__Exercise brief__
In the evaluation-tool excerpt, how are adapter and harness errors treated in the aggregate score?

__Selected passage__

^^^^^^^^

This runs a paired per-case comparison on identical cases: improvements (cases
the variant newly solves), regressions (cases it newly fails, listed by id),
the score delta, and McNemar's exact test on the discordant pairs. Infra
errors on either side are excluded from pairing, so endpoint flakes never read
as regressions. `--push` lands both runs on your dashboard as a vs-card.

## Typed failure taxonomy

Every result carries at most one `FailureTag`: `WRONG_ANSWER`, `NO_ANSWER`,
`REFUSED`, `MALFORMED_OUTPUT`, `TOOL_ERROR`, `TIMEOUT`, `CONTEXT_OVERFLOW`,
`ADAPTER_ERROR`, `HARNESS_ERROR`. Infrastructure errors (adapter or harness)
are excluded from the aggregate score, so a flaky endpoint never silently
penalizes a model. They stay visible in `failure_counts`.

## Safety note

`HumanEval+` executes model-generated code locally in a subprocess with a
timeout. Run only models and datasets you trust, or wrap it in an OS-level
sandbox.

^^^^^^^^

(Dataset excerpts)
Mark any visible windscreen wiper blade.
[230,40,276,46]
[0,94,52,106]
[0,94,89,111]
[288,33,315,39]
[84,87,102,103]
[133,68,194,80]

^^^^^^^^

__Result of this exercise__
They are excluded from the aggregate score but stay visible in `failure_counts`.